Stored data entries:

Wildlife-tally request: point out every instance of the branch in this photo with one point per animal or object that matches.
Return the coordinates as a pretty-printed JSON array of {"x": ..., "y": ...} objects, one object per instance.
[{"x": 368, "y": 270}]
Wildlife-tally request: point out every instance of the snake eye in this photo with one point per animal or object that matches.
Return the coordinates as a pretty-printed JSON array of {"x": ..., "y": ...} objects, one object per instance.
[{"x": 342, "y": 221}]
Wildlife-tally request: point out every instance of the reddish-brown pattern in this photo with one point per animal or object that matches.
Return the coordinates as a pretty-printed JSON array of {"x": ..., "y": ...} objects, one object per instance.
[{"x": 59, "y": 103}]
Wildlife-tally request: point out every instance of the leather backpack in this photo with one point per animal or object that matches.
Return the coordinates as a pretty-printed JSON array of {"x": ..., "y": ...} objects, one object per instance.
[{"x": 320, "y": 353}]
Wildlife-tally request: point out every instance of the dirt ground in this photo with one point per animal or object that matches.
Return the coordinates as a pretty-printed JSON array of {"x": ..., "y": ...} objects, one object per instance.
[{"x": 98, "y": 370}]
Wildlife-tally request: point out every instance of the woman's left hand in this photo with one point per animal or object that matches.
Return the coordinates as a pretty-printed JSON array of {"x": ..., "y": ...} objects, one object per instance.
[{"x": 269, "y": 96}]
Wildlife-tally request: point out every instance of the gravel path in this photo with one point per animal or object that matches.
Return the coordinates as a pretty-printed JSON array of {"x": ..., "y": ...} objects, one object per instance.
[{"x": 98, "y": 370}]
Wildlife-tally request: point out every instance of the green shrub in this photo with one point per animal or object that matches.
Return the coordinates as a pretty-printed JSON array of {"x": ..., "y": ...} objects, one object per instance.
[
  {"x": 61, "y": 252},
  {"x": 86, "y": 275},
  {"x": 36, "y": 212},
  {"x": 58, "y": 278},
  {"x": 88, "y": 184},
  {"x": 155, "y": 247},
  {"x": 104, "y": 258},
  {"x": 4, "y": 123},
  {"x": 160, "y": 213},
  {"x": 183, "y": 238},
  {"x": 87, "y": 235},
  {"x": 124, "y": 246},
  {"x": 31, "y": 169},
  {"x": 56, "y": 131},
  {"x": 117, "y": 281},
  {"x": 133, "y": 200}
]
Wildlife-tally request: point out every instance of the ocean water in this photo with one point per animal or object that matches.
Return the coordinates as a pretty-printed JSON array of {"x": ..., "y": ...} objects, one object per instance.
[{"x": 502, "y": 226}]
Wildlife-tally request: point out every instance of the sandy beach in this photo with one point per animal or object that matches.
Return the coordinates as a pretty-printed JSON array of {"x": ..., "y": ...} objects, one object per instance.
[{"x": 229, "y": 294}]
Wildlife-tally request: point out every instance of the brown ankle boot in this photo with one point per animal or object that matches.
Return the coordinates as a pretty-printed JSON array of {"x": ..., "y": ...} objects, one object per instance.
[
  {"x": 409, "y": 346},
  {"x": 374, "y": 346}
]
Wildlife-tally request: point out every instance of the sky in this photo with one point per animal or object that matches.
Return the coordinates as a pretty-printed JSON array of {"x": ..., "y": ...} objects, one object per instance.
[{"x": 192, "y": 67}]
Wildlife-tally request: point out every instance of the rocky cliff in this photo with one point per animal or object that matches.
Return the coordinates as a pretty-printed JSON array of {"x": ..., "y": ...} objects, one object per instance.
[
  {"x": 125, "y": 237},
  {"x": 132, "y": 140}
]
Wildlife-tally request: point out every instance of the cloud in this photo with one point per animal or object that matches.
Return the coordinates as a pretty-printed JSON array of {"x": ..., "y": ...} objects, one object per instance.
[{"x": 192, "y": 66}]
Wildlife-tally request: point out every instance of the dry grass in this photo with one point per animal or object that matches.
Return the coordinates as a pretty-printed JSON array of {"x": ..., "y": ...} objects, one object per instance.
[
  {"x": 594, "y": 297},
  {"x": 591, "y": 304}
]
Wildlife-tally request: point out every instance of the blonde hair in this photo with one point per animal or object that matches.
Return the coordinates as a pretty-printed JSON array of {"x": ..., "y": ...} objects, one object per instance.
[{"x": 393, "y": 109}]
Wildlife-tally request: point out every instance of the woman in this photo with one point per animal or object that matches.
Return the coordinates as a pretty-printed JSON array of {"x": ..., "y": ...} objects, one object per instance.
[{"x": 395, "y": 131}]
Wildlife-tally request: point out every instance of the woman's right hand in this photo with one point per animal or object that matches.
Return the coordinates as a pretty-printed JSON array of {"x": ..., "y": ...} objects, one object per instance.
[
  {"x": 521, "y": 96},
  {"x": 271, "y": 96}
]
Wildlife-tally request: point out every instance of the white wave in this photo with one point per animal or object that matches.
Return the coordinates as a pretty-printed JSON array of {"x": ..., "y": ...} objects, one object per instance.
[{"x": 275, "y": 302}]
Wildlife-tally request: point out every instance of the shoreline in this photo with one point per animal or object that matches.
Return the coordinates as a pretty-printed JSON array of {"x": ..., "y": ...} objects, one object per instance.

Exercise description:
Rename "Wildlife-tally request" to "Counting request" throughout the material above, and give the full text back with nothing else changed.

Answer to the problem:
Counting request: point out every instance of the branch in this photo with one point per animal or object that matches.
Return the coordinates as a pretty-printed JSON array of {"x": ..., "y": ...} objects, one object per instance.
[{"x": 368, "y": 270}]
Counting request: point out every instance of the snake eye in this photo with one point per animal or object that matches.
Return the coordinates as a pretty-printed JSON array of {"x": ..., "y": ...} objects, one object per instance.
[{"x": 342, "y": 221}]
Counting request: point out every instance of the reddish-brown pattern in this photo with one point per animal or object that matches.
Return the coordinates as a pretty-printed JSON array of {"x": ..., "y": ...} objects, one object per instance.
[{"x": 59, "y": 103}]
Counting request: point out every instance of the leather backpack in this photo with one point per animal or object that matches.
Return the coordinates as a pretty-printed JSON array of {"x": ..., "y": ...} objects, one object per instance.
[{"x": 320, "y": 353}]
Counting request: point out every instance of the dirt ground in this photo with one point per animal or object that matches.
Return the coordinates as a pretty-printed JSON array of {"x": ..., "y": ...} objects, one object per instance.
[{"x": 98, "y": 370}]
Counting request: point out every instance of the woman's left hand in this photo with one point per animal or object that matches.
Return the coordinates as a pretty-printed JSON array of {"x": ..., "y": ...} objects, one object per instance.
[{"x": 269, "y": 96}]
Counting request: point out every instance of the gravel path in this photo with one point per animal or object that matches.
Return the coordinates as a pretty-printed JSON array of {"x": ..., "y": ...} objects, one object per instance.
[{"x": 98, "y": 370}]
Counting request: point out every instance of the green shrub in this photo with one point per animal or object that matches.
Return the coordinates as a pretty-printed JSON array of {"x": ..., "y": ...} objects, one object per instance.
[
  {"x": 61, "y": 252},
  {"x": 86, "y": 275},
  {"x": 36, "y": 212},
  {"x": 58, "y": 278},
  {"x": 88, "y": 184},
  {"x": 155, "y": 247},
  {"x": 104, "y": 258},
  {"x": 4, "y": 123},
  {"x": 160, "y": 213},
  {"x": 183, "y": 238},
  {"x": 87, "y": 235},
  {"x": 124, "y": 246},
  {"x": 31, "y": 169},
  {"x": 56, "y": 131},
  {"x": 117, "y": 281},
  {"x": 133, "y": 200}
]
Counting request: point out every instance of the ocean water in this photo with one point per animal or object that matches.
Return the coordinates as a pretty-printed JSON array of {"x": ..., "y": ...} objects, one object per instance.
[{"x": 502, "y": 226}]
Counting request: point out every instance of the sandy beach in this photo with one point per animal or object that matches.
Return the coordinates as a pretty-printed JSON array of {"x": ..., "y": ...} objects, one object per instance.
[{"x": 229, "y": 294}]
Counting request: point out every instance of the brown ankle boot in this photo with one point per animal or object that matches.
Return the coordinates as a pretty-printed JSON array of {"x": ..., "y": ...} objects, one object per instance.
[
  {"x": 409, "y": 346},
  {"x": 374, "y": 346}
]
Counting request: point out every instance of the sky in this photo with one point per animal or object that matches.
Return the coordinates as a pretty-printed JSON array of {"x": ..., "y": ...} objects, one object per instance.
[{"x": 192, "y": 67}]
Counting request: point out every instance of the rocky cliff in this photo with one point per animal or object that matches.
Return the coordinates as a pretty-printed JSON array of {"x": ..., "y": ...} objects, one object per instance.
[
  {"x": 125, "y": 237},
  {"x": 132, "y": 140}
]
Counting request: point out every instance of the cloud in this photo with one point per animal or object that matches.
Return the coordinates as a pretty-printed JSON array of {"x": ..., "y": ...} objects, one object per instance.
[{"x": 192, "y": 66}]
Counting request: point out every instance of the dry grass in this photo with one point per animal or object that matches.
Return the coordinates as a pretty-printed JSON array of {"x": ..., "y": ...} objects, one object per instance.
[
  {"x": 594, "y": 297},
  {"x": 591, "y": 304}
]
Counting request: point out every instance of the blonde hair in this photo with one point per animal or object that matches.
Return the coordinates as a pretty-printed JSON array of {"x": ..., "y": ...} objects, one object per instance.
[{"x": 393, "y": 109}]
Counting request: point out every instance of the woman in this photo with one point per animal or object that matches.
Return the coordinates as a pretty-printed JSON array of {"x": ..., "y": ...} objects, one object per instance.
[{"x": 395, "y": 131}]
Counting request: point out every instance of the woman's right hand in this photo with one point per animal or object that matches.
Return the coordinates as a pretty-printed JSON array of {"x": ..., "y": ...} objects, one object per instance.
[
  {"x": 521, "y": 96},
  {"x": 271, "y": 96}
]
Counting request: point out every instance of the white wave in this photo with one point per animal or object that matches.
Return the coordinates as a pretty-printed JSON array of {"x": ..., "y": ...} objects, one object per instance.
[{"x": 275, "y": 302}]
Counting request: point out every instance of the shoreline in this photo with one point per animal or object that matches.
Return the coordinates as a pretty-printed JSON array of {"x": ..., "y": ...} objects, one object per instance.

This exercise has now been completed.